Extracted records:

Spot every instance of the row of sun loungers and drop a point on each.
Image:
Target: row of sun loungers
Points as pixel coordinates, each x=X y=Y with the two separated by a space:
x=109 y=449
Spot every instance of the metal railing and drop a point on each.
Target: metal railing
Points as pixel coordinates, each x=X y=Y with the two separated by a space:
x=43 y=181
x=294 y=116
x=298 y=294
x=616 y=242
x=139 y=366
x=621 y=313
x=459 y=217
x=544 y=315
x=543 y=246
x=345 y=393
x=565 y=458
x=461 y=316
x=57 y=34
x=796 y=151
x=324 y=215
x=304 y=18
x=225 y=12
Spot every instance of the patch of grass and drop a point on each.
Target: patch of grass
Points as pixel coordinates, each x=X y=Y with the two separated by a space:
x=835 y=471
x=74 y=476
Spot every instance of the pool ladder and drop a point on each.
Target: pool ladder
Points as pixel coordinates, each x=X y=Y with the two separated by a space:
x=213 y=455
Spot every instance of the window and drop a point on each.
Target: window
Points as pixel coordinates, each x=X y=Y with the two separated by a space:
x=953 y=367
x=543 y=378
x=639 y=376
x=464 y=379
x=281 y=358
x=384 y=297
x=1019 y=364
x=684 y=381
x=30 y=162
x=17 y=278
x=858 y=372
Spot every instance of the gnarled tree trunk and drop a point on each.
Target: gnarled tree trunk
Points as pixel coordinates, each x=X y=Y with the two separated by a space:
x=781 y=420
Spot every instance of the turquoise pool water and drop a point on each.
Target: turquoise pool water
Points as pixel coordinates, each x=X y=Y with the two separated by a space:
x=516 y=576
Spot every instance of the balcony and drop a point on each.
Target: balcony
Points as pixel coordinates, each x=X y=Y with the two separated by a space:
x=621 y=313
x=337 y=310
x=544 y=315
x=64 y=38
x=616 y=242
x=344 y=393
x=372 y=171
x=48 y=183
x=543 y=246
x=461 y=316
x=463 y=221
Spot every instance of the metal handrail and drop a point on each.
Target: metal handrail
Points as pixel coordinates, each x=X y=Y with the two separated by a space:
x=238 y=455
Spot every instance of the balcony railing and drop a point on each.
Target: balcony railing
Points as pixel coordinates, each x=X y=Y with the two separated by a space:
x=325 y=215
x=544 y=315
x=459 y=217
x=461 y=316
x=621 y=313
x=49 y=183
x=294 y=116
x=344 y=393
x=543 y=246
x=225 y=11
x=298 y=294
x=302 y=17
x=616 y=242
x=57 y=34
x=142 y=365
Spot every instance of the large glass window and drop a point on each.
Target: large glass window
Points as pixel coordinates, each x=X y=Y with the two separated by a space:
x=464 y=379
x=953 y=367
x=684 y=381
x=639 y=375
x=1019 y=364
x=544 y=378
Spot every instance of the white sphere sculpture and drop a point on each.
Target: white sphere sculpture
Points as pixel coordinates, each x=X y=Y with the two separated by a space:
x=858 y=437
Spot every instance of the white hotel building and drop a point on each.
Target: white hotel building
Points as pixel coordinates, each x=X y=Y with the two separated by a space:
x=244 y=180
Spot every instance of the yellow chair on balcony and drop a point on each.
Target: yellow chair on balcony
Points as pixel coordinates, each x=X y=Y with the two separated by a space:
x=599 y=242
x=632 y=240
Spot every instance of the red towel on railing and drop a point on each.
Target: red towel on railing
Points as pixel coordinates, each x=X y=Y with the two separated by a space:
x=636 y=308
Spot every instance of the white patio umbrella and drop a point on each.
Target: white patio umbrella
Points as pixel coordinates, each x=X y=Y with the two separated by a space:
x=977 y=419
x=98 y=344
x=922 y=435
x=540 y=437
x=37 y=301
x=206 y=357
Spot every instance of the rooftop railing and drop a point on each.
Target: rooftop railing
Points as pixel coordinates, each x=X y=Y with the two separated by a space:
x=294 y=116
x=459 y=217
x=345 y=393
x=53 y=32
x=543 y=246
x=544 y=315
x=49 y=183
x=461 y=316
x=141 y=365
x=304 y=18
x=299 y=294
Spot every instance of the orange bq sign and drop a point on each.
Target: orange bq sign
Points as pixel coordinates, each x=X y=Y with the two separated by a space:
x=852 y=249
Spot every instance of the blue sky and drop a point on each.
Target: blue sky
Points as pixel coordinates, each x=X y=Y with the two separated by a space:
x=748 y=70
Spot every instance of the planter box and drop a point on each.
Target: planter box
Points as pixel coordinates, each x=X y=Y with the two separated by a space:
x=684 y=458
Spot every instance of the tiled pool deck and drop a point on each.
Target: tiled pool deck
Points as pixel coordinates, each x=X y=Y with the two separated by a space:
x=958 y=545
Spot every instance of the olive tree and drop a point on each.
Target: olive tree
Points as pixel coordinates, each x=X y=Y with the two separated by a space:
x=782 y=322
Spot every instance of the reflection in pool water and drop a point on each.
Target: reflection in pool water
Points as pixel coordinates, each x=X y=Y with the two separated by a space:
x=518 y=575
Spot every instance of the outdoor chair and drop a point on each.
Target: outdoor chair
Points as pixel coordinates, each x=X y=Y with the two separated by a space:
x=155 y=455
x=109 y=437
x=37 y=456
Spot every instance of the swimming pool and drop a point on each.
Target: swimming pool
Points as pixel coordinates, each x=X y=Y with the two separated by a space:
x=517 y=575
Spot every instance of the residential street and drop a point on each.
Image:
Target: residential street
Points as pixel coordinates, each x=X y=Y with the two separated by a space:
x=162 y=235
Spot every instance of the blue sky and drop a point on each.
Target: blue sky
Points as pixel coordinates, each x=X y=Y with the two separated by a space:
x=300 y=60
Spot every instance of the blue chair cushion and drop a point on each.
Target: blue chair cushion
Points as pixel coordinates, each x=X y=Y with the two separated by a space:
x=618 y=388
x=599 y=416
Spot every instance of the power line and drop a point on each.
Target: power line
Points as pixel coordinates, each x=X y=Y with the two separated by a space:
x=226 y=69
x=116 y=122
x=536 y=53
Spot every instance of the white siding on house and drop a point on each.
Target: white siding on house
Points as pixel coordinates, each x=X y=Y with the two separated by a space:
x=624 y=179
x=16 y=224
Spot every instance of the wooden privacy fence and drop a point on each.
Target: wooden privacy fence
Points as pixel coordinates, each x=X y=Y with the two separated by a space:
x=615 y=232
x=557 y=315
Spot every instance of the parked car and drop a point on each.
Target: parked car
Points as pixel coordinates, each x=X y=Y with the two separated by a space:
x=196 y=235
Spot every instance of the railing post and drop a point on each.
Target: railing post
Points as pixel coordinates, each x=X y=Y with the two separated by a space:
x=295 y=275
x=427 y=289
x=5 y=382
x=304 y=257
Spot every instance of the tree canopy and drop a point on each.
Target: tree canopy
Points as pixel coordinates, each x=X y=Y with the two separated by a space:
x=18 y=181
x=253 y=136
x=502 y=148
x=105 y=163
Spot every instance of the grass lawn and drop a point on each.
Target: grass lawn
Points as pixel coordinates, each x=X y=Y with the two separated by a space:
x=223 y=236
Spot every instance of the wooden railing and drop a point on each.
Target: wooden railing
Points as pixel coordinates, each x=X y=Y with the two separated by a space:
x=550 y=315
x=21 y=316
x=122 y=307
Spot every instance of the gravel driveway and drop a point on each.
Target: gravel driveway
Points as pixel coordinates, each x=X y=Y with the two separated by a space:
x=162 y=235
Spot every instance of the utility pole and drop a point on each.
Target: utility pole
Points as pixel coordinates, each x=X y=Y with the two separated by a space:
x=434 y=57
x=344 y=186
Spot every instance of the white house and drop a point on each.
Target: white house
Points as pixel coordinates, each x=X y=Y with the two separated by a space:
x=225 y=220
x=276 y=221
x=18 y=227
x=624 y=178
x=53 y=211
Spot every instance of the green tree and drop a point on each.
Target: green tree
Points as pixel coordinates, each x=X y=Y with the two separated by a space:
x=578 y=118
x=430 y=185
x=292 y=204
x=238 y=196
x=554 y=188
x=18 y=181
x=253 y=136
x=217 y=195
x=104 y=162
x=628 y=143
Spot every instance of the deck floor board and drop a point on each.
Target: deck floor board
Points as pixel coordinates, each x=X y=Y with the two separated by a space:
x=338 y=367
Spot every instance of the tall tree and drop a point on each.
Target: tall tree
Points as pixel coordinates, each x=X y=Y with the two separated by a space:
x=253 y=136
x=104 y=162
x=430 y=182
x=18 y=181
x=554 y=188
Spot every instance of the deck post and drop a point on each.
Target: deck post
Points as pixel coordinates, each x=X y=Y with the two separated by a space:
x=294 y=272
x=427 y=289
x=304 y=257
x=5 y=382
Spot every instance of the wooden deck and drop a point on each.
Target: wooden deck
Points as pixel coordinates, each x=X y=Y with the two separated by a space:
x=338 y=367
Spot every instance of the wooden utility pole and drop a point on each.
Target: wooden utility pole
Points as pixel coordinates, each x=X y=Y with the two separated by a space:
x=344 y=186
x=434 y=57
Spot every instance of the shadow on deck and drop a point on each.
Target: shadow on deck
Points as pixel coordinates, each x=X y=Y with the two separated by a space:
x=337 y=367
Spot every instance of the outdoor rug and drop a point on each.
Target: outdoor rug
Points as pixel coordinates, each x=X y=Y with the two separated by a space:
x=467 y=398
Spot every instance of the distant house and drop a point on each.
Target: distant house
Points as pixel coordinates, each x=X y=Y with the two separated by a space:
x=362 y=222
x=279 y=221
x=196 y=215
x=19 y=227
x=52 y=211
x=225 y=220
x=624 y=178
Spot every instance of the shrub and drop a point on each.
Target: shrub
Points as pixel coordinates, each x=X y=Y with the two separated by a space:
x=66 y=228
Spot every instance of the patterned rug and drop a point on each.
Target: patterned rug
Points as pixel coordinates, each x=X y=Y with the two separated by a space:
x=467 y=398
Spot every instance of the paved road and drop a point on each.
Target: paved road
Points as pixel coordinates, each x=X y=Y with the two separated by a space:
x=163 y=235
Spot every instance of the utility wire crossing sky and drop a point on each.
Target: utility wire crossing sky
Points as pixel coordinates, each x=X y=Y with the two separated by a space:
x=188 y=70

■ **Aim**: Every line from the line containing "Spot every instance of the tall" to the last line of the material above must be repeated exactly, and no other line.

■ **Complete answer**:
Spot every instance of the tall tree and drop a point on each.
Target: tall tree
Points as pixel coordinates, each x=X y=Y with the two separated by a space:
x=253 y=136
x=104 y=162
x=430 y=182
x=18 y=181
x=554 y=188
Spot every instance of the deck post and drop a point on each.
Target: deck post
Points as pixel coordinates, each x=X y=Y with the two separated by a space:
x=294 y=272
x=427 y=289
x=304 y=257
x=5 y=382
Spot every instance of the wooden deck and drop a point on each.
Target: wooden deck
Points as pixel coordinates, each x=X y=Y with the two separated by a space:
x=338 y=367
Spot every instance of the wooden utility pole and drop a point on each.
Target: wooden utility pole
Points as pixel coordinates, each x=X y=Y with the two separated by a space:
x=344 y=186
x=434 y=57
Spot every instance of the shadow on deck and drop a point on each.
Target: shadow on deck
Points as pixel coordinates, each x=X y=Y with the two separated by a space:
x=337 y=367
Spot every instance of the outdoor rug and drop a point on each.
Target: outdoor rug
Points as pixel coordinates, each x=X y=Y with the two separated by a space:
x=467 y=398
Spot every instance of the distant house and drop a point on each.
Target: distant house
Points as pixel coordinates, each x=X y=Y with the two separated by a space:
x=362 y=222
x=279 y=221
x=196 y=215
x=19 y=227
x=52 y=211
x=225 y=220
x=624 y=178
Spot every instance of the shrub and drop a point on each.
Target: shrub
Points as pixel coordinates, each x=X y=Y with the two separated by a space:
x=66 y=228
Spot every instance of the patterned rug and drop a point on each.
Target: patterned rug
Points as pixel coordinates, each x=X y=Y with the two separated by a space:
x=467 y=398
Spot every instance of the paved road and drop a point on each.
Target: paved road
Points as pixel coordinates, each x=X y=Y with the two separated by a space:
x=163 y=235
Spot every instance of the utility wire crossing sky and drop a point on each.
Target: utility wire crossing sky
Points as pixel coordinates, each x=X y=Y with the two separated by a space:
x=188 y=70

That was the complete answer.